Given task 1
Answer these about the hybrid car discussion:
(a) Besides driving the car, what does the discussion say Toyota uses one of the electric motors for?
(b) What transmission does the Toyota Hybrid use, and what two things does it use to vary the output speed?
(c) On the Volt, what role did the gas engine play?

Excerpted text
»»

No, it does not double the maintenance risk. Hybrid cars have one gasoline engine, and one (or more) electric motors. Toyota I believe, uses one of the electric motors to also start the gasoline engine (eliminating the starter motor on a traditional ICE engine). Toyota Hybrids are actually a much simpler setup than a modern turbocharged/direct injected ICE car.
Electric motors are essentially zero maintenance. Also, the gasoline engine in a hybrid is running less per mile (compared to a standard ICE car) extending its lifespan.
The Toyota Hybrid also uses what they call an E-CVT transmission. It's not related at all to traditional CVT transmission. The Toyota E-CVT uses planetary gear sets and the electric motor to vary the output speed. It has proven to be extremely reliable.
Toyota's Hybrid drivetrain likely makes Toyota cars the most reliable on the market. It has been refined over 20+ years and I am not aware of any significant issues with it.
I am somewhat of a car enthusiast. I don't own any Toyota products because I find their cars a bit boring. But, for anyone who just wants reliable transportation, I always recommend a Toyota.
Living on the outskirts of London it amazes me when I look for an old Prius on autotrader. You often see vehicles which aren't far away from half a million miles. They aren't even being sold for scrap value due to their demand in mini-cab service. It's a shame they didn't make a dent in private usage in the UK because there is a lot to be said for the underlying technology.
How much of that is because hybrids put an easier load on their engines and how much because Toyota knows how to build a reliable vehicle? It's both, but I imagine it's mostly because of Toyota reliability.
In fairness a Prius has no clutch, no torque convertor, no starter motor, no sliding dog clutches, no syncos, no turbo etc. It's unfortunate that people understood the Prius system as a normal car plus the electrical motive system but the reality is actually not nearly as complex.
How do you know when to change the oil on a car like this? Is there a separate odometer that keeps track of how many miles are on the ICE? It seems possible you may never use the ICE, at least in our case, so how do you know how to maintain it?
The chevy volt would run the engine on occasion to make sure oil was moving and wouldn't let the average age of gas in the tank exceed a year (if it did, it would go on a gas only mode, even if full charged until you refilled it to get the average age under a year).
The car keeps track of oil changes for you. My non hybrid car also tracks things like tire rotations and filter changes. It’s a little conservative but that’s fine IMO.
ICE wear and tear mostly is due to short trips with frequent stops when the car doesn't have time to heat up properly (ie. city driving) and when you put pressure on the gearbox
If you use the electric part in the city and the combustion engine on the highway you should get very low wear on the ICE (constant rpm/speed at highway speed = low wear and low consumption)
not every hybrid has a an electric/gas engine that can work in tandem (some do, but not a requirement0. On the Volt the gas engine wasn't attached to the wheels at all, it was just a generator for the battery.
They haven't published the fuel tank size or non-electric range (at least, I couldn't find this info easily), so I'd expect it to be similar to the BMW i3's tea cup sized fuel tank.
I'm thinking: cross town errands, 40 or 50 miles round-trip, traffic, maybe it's winter and the usual range is cut by a third... plus general headroom to reduce anxiety. ~100 miles seems like a good target for the 99th percentile of days.

««

Given task 2
Reproduce the rows, requests included, starting with the line that contains "Target: chrome faucet" and going on through the line that contains "x=561, y=270". Increase every coordinate in the answers by 4.

Given data
»»

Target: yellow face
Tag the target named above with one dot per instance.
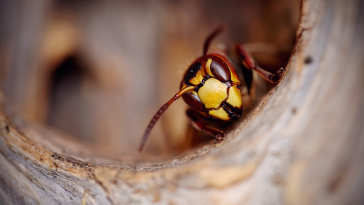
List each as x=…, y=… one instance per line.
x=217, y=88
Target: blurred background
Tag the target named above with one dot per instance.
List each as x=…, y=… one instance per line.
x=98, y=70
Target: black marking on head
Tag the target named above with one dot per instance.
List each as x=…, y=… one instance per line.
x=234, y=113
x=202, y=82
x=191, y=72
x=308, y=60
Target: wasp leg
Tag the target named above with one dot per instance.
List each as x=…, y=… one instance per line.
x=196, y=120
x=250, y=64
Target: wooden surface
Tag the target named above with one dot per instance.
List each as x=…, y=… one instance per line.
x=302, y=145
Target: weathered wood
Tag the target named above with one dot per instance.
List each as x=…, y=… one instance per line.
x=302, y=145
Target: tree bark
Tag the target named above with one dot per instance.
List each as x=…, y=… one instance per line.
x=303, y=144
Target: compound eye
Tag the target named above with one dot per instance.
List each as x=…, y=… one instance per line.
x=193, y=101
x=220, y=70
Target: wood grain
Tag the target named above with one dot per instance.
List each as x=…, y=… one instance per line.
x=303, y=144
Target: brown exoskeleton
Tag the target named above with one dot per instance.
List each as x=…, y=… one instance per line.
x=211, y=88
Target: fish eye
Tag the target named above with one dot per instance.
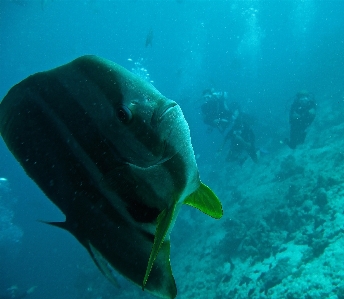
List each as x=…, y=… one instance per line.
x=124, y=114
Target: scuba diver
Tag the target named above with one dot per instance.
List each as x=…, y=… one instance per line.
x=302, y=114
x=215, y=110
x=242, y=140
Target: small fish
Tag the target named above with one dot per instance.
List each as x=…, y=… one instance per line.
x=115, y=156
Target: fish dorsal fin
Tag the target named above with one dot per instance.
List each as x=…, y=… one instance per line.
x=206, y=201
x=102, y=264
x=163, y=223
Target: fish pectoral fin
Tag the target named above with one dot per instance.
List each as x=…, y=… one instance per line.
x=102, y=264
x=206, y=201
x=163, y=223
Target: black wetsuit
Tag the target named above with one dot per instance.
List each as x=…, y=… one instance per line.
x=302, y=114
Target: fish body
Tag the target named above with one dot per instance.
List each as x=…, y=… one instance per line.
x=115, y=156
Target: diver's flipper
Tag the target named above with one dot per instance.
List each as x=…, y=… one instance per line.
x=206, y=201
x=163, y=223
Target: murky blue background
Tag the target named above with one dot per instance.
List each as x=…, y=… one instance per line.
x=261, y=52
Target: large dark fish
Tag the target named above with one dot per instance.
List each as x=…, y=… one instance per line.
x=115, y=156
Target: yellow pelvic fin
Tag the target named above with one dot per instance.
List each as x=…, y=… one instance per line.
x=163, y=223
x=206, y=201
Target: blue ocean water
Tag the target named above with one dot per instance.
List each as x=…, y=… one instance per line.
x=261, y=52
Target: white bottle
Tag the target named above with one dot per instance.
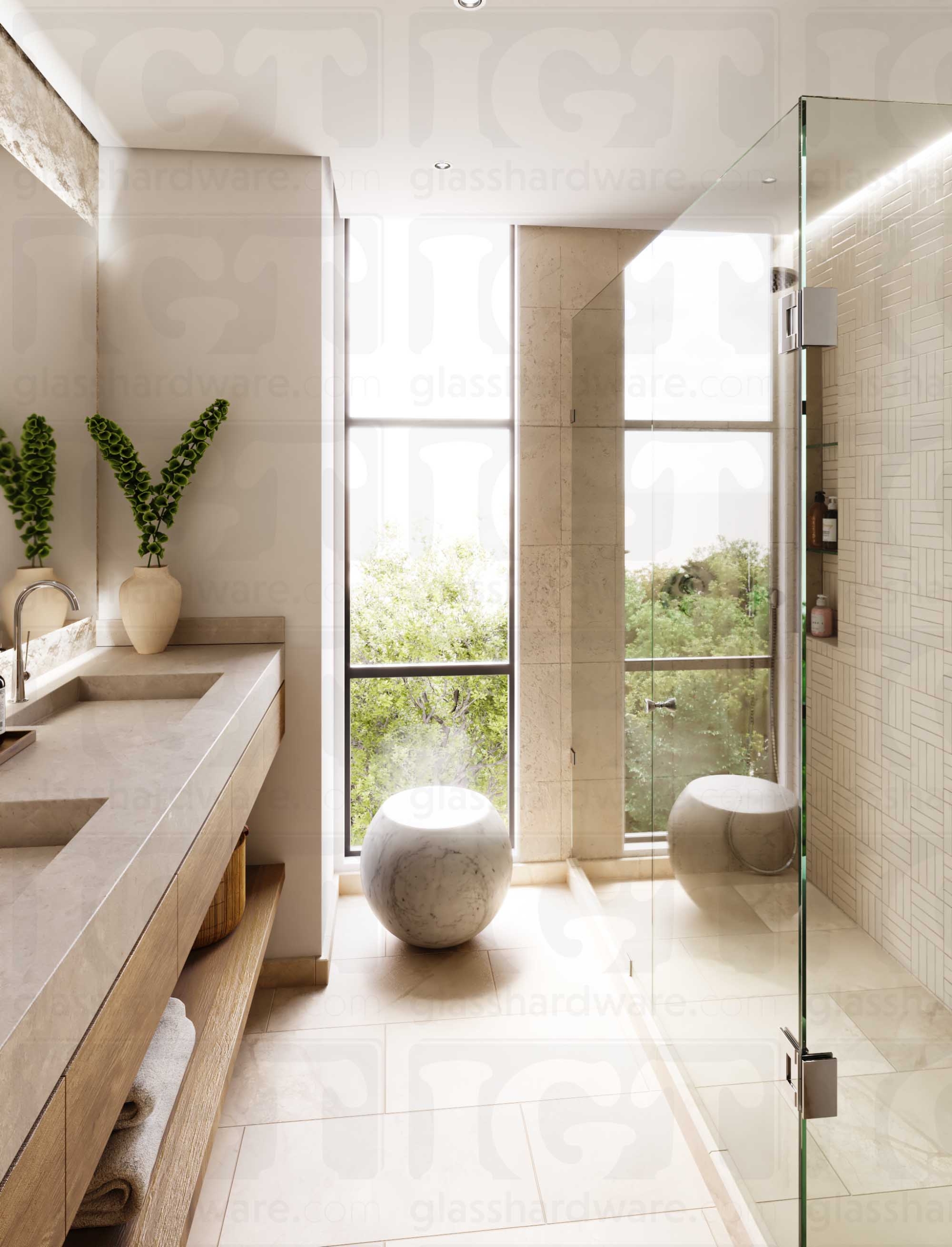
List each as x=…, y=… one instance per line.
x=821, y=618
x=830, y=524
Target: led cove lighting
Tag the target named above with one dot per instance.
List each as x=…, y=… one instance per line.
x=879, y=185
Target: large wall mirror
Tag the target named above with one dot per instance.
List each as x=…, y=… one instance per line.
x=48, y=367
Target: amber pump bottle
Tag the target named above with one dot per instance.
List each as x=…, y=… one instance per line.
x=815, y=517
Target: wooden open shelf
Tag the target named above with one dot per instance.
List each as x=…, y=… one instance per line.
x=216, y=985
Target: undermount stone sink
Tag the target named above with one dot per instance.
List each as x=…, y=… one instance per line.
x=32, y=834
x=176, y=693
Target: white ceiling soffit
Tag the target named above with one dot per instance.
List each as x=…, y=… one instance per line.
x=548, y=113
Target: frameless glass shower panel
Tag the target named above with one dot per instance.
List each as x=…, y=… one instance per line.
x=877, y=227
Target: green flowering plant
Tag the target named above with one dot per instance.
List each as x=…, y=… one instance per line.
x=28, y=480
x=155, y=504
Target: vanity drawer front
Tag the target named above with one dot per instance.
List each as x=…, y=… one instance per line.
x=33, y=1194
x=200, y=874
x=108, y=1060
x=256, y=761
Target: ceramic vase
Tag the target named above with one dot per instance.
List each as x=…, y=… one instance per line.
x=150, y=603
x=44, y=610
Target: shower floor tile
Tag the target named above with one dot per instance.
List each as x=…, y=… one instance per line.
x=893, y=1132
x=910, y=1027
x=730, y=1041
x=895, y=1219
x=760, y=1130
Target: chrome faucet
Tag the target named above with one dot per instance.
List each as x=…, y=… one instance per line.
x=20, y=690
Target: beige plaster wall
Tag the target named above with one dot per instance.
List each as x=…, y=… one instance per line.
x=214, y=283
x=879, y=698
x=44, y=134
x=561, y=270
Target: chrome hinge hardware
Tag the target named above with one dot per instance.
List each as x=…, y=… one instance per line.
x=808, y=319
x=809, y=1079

««

Task solution 1
(a) Toyota uses it to start the gasoline engine, which eliminates the starter motor found on a traditional ICE engine.
(b) It uses an E-CVT transmission, which varies the output speed with planetary gear sets and the electric motor.
(c) The gas engine was not attached to the wheels at all and served only as a generator for the battery.

Task solution 2
Target: chrome faucet
Tag the target named above with one dot per instance.
List each as x=…, y=… one instance per line.
x=24, y=694
Target: beige plaster wall
Tag the target named above with one dot per instance.
List each as x=…, y=… one instance per line.
x=218, y=287
x=883, y=702
x=48, y=138
x=565, y=274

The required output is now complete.